**Provided text**
* * * * * * *

Prices and interest rates are high, but that’s not stopping — or even slowing — consumer demand for used vehicles, according to the latest report from Edmunds.

Edmunds’ Q2 2023 Used Vehicle Report showed a strong market for used sales, powered by years of postponed vehicle purchases, despite continued unfavorable conditions for car shoppers.

“Used-vehicle demand continued to defy the odds in Q2,” Edmunds director of insights Ivan Drury said in a news release. “Shoppers are facing interest rates not seen since the Great Recession and inventory challenges have kept prices historically high, but used purchases are continuing to chug along.”

The high demand, Drury said, is being driven by a large number of consumers who have been “sitting things out” since the beginning of the COVID pandemic in 2020 are now “likely being forced back into the market out of sheer necessity.”

Those consumers are back in the market with a vengeance. Edmunds’ data found average days to turn for used vehicles fell to 34 days in Q2 2023, compared to 39 days before the pandemic in Q2 2019.

Analysts said that’s a strong indicator that consumers have made buying a vehicle a high priority regardless of the price and other factors.

* * * * * * *

**Information**
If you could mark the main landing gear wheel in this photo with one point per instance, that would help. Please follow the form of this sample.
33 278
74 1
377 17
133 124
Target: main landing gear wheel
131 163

* * * * * * *

Reproduce word for word the passage of the article on used-vehicle demand from "Prices and interest" up to and including "for car shoppers.".

Prices and interest rates are high, but that’s not stopping — or even slowing — consumer demand for used vehicles, according to the latest report from Edmunds.

Edmunds’ Q2 2023 Used Vehicle Report showed a strong market for used sales, powered by years of postponed vehicle purchases, despite continued unfavorable conditions for car shoppers.